begin Dataset entries
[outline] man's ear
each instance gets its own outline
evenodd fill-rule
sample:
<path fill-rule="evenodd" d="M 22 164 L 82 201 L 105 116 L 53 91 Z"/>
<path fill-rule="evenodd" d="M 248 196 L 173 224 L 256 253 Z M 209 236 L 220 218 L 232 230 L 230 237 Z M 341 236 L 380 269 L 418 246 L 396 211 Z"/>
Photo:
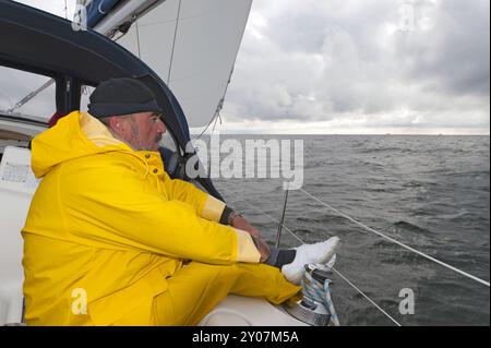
end Dataset entries
▶ Job: Rewrite the records with every "instance" swapped for "object", keeping everything else the same, and leave out the pictures.

▶ Exercise response:
[outline] man's ear
each object gets its own outline
evenodd fill-rule
sample:
<path fill-rule="evenodd" d="M 22 164 L 82 201 L 105 116 L 53 91 Z"/>
<path fill-rule="evenodd" d="M 248 196 L 173 224 L 256 253 Z M 209 236 L 220 218 L 232 230 L 230 237 Z M 341 236 L 380 269 L 418 246 L 396 211 Z"/>
Photo:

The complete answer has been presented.